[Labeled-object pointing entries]
+++
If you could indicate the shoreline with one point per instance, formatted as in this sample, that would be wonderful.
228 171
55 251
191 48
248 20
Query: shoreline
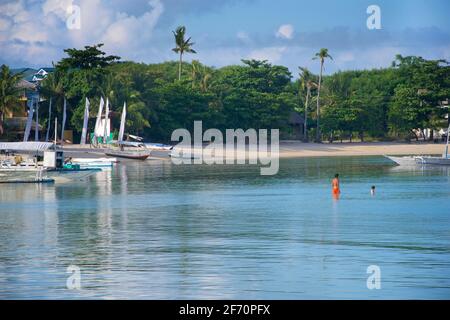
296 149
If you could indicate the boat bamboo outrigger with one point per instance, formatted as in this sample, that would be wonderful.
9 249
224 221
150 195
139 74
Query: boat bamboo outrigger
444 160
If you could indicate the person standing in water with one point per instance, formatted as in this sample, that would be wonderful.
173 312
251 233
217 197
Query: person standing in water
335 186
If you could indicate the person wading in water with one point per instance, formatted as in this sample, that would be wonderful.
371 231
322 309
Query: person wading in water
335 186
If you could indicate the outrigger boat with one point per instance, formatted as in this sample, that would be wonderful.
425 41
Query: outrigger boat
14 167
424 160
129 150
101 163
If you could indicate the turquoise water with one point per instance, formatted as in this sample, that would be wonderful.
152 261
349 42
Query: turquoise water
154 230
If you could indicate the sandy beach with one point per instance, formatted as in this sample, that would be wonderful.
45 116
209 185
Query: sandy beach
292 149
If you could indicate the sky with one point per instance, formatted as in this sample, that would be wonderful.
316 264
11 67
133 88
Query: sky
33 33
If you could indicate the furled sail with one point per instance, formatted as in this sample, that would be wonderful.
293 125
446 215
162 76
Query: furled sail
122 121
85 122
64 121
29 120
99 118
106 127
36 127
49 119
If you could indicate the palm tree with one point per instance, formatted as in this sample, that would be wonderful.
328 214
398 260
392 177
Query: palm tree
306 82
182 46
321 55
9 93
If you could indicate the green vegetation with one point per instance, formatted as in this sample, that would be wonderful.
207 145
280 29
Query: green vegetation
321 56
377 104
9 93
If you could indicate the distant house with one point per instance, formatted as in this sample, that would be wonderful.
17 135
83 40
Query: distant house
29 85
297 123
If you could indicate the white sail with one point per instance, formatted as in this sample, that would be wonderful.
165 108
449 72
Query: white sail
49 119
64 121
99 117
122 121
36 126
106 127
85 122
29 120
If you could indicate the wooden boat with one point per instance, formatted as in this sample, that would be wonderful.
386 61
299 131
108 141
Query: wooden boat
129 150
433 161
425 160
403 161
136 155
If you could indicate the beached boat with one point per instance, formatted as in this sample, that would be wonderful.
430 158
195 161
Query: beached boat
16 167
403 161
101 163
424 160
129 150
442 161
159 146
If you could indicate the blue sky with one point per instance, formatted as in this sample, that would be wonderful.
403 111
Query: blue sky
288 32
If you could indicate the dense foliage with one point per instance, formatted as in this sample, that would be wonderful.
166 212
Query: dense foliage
+++
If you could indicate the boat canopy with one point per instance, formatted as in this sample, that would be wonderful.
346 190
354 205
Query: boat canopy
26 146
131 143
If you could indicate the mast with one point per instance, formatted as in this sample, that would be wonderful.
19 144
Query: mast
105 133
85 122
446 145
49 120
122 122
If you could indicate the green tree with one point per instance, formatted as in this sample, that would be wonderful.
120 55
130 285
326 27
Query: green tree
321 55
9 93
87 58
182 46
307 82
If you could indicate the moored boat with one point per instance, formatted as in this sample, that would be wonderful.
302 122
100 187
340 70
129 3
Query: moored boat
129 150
+++
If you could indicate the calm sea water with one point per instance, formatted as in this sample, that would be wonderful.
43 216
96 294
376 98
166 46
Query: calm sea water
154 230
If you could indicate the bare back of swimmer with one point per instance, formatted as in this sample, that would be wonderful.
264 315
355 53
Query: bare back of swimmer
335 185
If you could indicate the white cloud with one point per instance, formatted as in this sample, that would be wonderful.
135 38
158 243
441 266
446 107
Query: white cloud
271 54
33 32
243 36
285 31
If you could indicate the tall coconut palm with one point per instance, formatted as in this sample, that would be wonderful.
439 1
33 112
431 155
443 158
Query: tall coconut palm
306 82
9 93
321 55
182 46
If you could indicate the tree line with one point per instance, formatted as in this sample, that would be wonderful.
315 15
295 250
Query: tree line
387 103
+++
● GOAL OF THE EXERCISE
Copy the lines of the listing starting with the line that contains "If you could indicate the blue" and going on through the line that contains "Query: dense foliage", requests included, shifting each answer coordinate up by 139. Leave the requests and their sample points unchanged.

● WRITTEN SOLUTION
If you could indicate the blue sky with one point per instance, formatted as in this sample, that would be wonderful.
403 111
Query: blue sky
427 171
If you could indicate the dense foliage with one point per instance, formatted as in this sample, that would be wonderful.
166 212
Query: dense foliage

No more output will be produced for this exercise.